In this course, we are going to collaborate on a business plan and marketing plan designed to compete with the Big Five -- now Big Four -- record labels. In order to write an informed and propitious plan, you need to learn more about how that industry works. It is currently under great stress from the driving force of the Internet, so it makes an interesting case study of an industry especially vulnerable to competition. Right now, the four/five largest companies that have 80% of the market are not growing as fast as they would like to. So they're suing their customers. Talk about a revenue model!!

It begs the question of why growth is so important. Why can't they just adapt to a shrinking market? The transportation industry has many examples from horses to trains to cars to 18-wheelers. Other segments of the entertainment industry have many examples: live theater to movies to TV to VCR to DVD. What's so special about the pop music industry?

What will our business plan look like? outline for your plan

example - BPlan.com's Edgar Risk Ventures, Ltd.

I am going to adapt the standard plan outline for our purposes. For example, at this stage of R&D, any financials you come up with are going to be whimsical, at best. Thus, in the section of your business plan on Financials, we'll probably just use some ballpark numbers or maybe we can use US Economic Census statistics to draw a portrait of the industry as a whole.

The last night of class, you -- alone or with a partner -- are going to take turns presenting your plan. You will be the principal author and steward of the ideas.

→ **Instructions to follow**: In the course overview above, what share of the market do the largest record companies hold?

→ **Stored rows**:
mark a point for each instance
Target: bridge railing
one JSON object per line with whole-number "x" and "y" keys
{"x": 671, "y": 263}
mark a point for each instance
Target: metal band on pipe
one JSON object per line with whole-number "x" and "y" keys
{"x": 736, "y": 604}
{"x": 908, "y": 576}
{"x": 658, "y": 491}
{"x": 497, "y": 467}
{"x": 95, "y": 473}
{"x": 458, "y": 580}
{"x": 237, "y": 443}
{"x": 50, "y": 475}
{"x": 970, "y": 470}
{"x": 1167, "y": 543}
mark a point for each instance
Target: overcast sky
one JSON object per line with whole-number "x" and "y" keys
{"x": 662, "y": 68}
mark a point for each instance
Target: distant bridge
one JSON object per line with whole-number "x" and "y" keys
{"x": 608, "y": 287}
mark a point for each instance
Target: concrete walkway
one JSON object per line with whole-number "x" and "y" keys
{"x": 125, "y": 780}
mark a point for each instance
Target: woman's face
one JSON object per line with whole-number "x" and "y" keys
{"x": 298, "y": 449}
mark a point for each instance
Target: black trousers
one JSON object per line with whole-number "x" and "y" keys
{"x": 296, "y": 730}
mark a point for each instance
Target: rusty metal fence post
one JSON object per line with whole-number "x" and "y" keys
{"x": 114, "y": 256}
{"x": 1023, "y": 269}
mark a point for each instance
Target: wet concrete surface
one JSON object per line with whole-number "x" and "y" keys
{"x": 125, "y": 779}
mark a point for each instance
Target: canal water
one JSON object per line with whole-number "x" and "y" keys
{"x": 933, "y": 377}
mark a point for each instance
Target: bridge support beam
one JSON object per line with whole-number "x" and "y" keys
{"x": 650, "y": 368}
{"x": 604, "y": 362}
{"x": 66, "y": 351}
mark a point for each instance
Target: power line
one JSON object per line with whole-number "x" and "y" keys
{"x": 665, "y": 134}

→ **Output below**: 80%